• _Task instructions_
Rewrite each of the following records with "dot" changed to "marker" and everything else left as it is. Omit the pictures from your answer.
----
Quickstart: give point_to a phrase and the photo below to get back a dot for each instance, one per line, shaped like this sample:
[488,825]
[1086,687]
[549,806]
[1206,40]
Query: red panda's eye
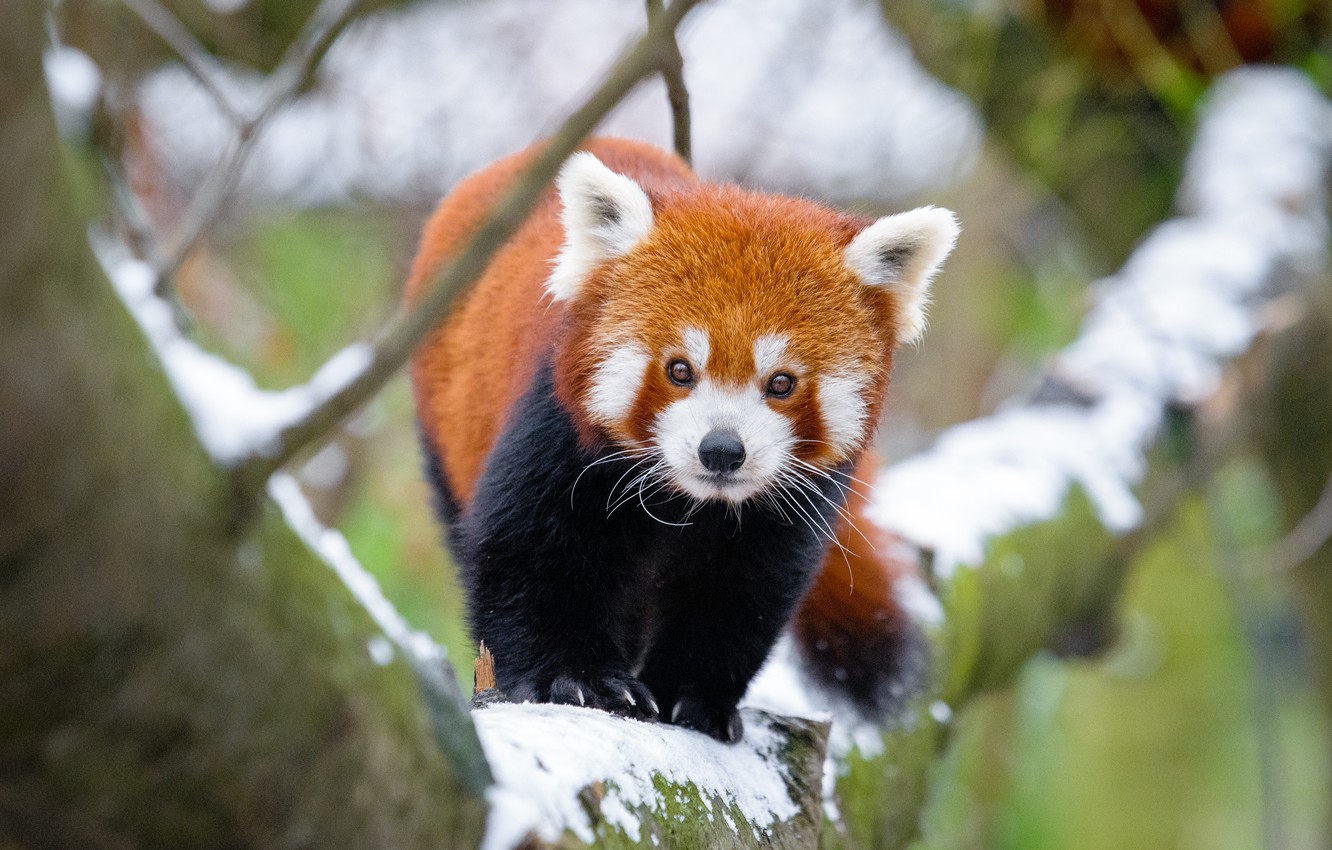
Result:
[679,373]
[781,385]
----
• _Full output_
Quickstart: give point_to a phrase and the photo below to get back a marker for each instance, one per line, shaped like this sample:
[488,825]
[1086,687]
[549,806]
[1206,40]
Query: red panda's eye
Result:
[679,373]
[781,385]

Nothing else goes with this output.